* WHAT YOU WILL DO *
Write out each entry, exactly the way it appears.

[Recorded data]
◇ ◇ ◇

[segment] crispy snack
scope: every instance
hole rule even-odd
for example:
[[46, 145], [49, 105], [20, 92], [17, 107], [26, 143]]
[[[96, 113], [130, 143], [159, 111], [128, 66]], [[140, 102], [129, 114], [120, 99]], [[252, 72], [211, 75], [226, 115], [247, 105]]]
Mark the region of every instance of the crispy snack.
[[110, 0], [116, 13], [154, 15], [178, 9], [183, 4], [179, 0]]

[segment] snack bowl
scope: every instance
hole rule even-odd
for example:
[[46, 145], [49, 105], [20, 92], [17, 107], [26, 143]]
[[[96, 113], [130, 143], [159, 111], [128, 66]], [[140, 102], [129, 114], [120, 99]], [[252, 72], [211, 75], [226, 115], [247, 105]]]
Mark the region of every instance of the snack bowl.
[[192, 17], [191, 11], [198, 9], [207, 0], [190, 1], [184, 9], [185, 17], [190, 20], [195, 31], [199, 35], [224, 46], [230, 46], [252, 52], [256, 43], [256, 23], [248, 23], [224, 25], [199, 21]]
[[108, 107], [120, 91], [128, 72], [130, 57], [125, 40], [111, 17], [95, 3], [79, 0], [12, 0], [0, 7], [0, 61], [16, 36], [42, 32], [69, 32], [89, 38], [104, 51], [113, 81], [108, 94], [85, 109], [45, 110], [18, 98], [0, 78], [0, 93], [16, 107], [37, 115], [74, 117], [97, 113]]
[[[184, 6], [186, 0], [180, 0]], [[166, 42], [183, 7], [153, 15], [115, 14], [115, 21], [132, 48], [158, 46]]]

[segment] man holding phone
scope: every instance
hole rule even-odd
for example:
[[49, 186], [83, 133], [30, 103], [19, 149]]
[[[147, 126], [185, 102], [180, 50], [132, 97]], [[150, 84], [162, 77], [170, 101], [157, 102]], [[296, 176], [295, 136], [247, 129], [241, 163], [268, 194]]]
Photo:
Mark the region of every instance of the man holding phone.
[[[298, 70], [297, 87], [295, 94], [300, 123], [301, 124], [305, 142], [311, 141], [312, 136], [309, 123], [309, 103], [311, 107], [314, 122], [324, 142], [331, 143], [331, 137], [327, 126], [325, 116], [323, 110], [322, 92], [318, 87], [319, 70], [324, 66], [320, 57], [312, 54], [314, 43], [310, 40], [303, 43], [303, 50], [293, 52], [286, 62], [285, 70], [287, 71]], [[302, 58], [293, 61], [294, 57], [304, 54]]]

◇ ◇ ◇

* WRITTEN RESPONSE *
[segment] crispy snack
scope: every instance
hole rule even-odd
for example:
[[46, 145], [49, 105], [20, 92], [17, 107], [26, 143]]
[[[96, 113], [130, 143], [159, 111], [128, 66]], [[140, 102], [129, 114], [120, 99]], [[252, 72], [211, 75], [226, 115], [247, 105]]]
Mark the region of every instance of the crispy snack.
[[110, 0], [116, 13], [154, 15], [178, 9], [183, 4], [179, 0]]

[segment] snack bowl
scope: every instance
hole rule even-odd
for example:
[[46, 145], [49, 105], [20, 92], [17, 107], [26, 143]]
[[[96, 113], [130, 143], [159, 111], [128, 66]], [[140, 102], [129, 114], [120, 99]], [[252, 72], [211, 75], [226, 115], [247, 105]]]
Mark the region of every instance of the snack bowl.
[[192, 17], [191, 11], [198, 9], [207, 0], [190, 1], [184, 9], [185, 17], [190, 20], [195, 31], [199, 35], [224, 46], [230, 46], [252, 52], [256, 43], [256, 23], [248, 23], [224, 25], [199, 21]]
[[108, 107], [120, 91], [128, 72], [130, 57], [125, 40], [111, 17], [95, 3], [79, 0], [12, 0], [0, 7], [0, 61], [16, 36], [42, 32], [69, 32], [89, 38], [104, 51], [113, 81], [108, 94], [85, 109], [45, 110], [18, 98], [0, 78], [0, 93], [16, 107], [37, 115], [74, 117], [97, 113]]
[[[184, 6], [186, 0], [180, 0]], [[166, 42], [183, 7], [153, 15], [115, 14], [115, 21], [132, 48], [158, 46]]]

[segment] man holding phone
scope: every instance
hole rule even-odd
for example:
[[49, 186], [83, 133], [30, 103], [19, 149]]
[[[147, 126], [185, 102], [180, 50], [132, 97]], [[150, 84], [162, 77], [170, 101], [157, 102]], [[296, 176], [295, 136], [247, 129], [241, 163], [268, 194]]]
Photo:
Mark the region of every instance of the man holding phone.
[[[298, 70], [297, 87], [295, 94], [300, 123], [301, 124], [305, 142], [311, 141], [312, 136], [309, 123], [309, 103], [311, 107], [314, 122], [324, 142], [331, 143], [331, 137], [327, 126], [325, 116], [323, 110], [322, 92], [318, 87], [319, 70], [324, 66], [320, 57], [312, 54], [314, 43], [310, 40], [303, 43], [303, 50], [293, 52], [286, 62], [285, 70], [287, 71]], [[302, 58], [293, 61], [294, 57], [304, 54]]]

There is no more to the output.